▸ **WHAT IS REQUIRED**
Pull out every line in the items below that contains the word "black", and copy each one in full.

▸ **DATASET**
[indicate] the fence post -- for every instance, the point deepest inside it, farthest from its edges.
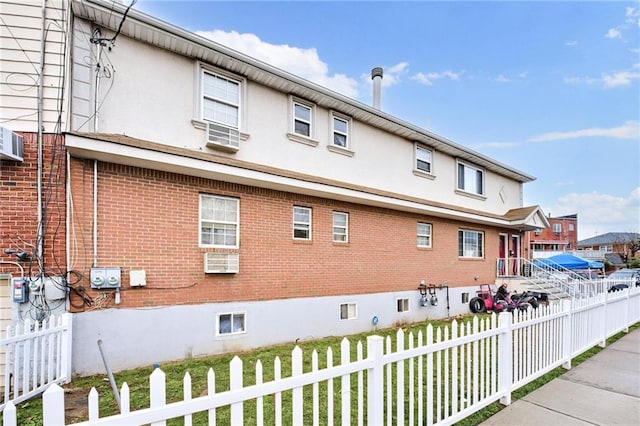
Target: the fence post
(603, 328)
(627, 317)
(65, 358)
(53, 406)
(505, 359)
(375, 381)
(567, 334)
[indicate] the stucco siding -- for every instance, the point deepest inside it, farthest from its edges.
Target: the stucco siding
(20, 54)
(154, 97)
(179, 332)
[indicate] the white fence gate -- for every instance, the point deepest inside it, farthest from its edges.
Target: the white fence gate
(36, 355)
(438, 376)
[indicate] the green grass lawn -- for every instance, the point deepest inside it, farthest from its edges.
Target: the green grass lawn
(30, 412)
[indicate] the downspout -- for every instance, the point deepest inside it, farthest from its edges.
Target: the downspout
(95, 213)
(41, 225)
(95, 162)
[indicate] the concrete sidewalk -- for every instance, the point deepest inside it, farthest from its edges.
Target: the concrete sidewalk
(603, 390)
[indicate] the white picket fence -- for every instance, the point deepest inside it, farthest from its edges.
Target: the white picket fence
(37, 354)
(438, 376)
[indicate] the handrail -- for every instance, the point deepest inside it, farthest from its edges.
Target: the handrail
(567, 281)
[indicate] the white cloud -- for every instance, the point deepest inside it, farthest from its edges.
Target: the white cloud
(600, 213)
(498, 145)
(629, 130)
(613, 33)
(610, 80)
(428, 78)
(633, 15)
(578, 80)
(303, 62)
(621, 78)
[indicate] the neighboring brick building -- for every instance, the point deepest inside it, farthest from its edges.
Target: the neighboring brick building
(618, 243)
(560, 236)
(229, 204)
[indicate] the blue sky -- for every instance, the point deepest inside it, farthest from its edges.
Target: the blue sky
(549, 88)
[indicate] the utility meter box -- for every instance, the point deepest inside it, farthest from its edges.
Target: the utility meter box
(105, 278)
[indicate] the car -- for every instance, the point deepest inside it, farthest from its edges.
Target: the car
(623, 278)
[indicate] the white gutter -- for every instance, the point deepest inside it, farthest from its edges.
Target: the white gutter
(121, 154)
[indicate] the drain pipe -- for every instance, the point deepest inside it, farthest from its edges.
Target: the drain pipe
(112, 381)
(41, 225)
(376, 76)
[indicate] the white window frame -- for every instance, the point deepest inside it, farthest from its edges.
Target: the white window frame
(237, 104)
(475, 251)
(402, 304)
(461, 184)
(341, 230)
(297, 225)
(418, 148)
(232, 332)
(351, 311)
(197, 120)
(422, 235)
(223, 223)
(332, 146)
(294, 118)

...

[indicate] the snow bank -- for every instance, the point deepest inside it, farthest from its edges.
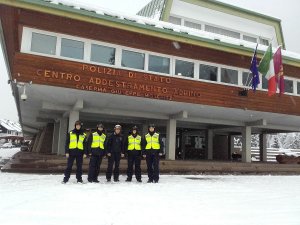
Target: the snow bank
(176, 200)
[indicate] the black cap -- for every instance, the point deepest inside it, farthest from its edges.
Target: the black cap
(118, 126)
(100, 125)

---

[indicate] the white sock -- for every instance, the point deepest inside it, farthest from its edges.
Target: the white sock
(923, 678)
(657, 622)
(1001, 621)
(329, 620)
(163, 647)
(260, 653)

▸ **ANSWER TO THE TASK**
[indicate] the black cap -- for every instance, the point deepest inside it, farthest from its edges.
Target: the black cap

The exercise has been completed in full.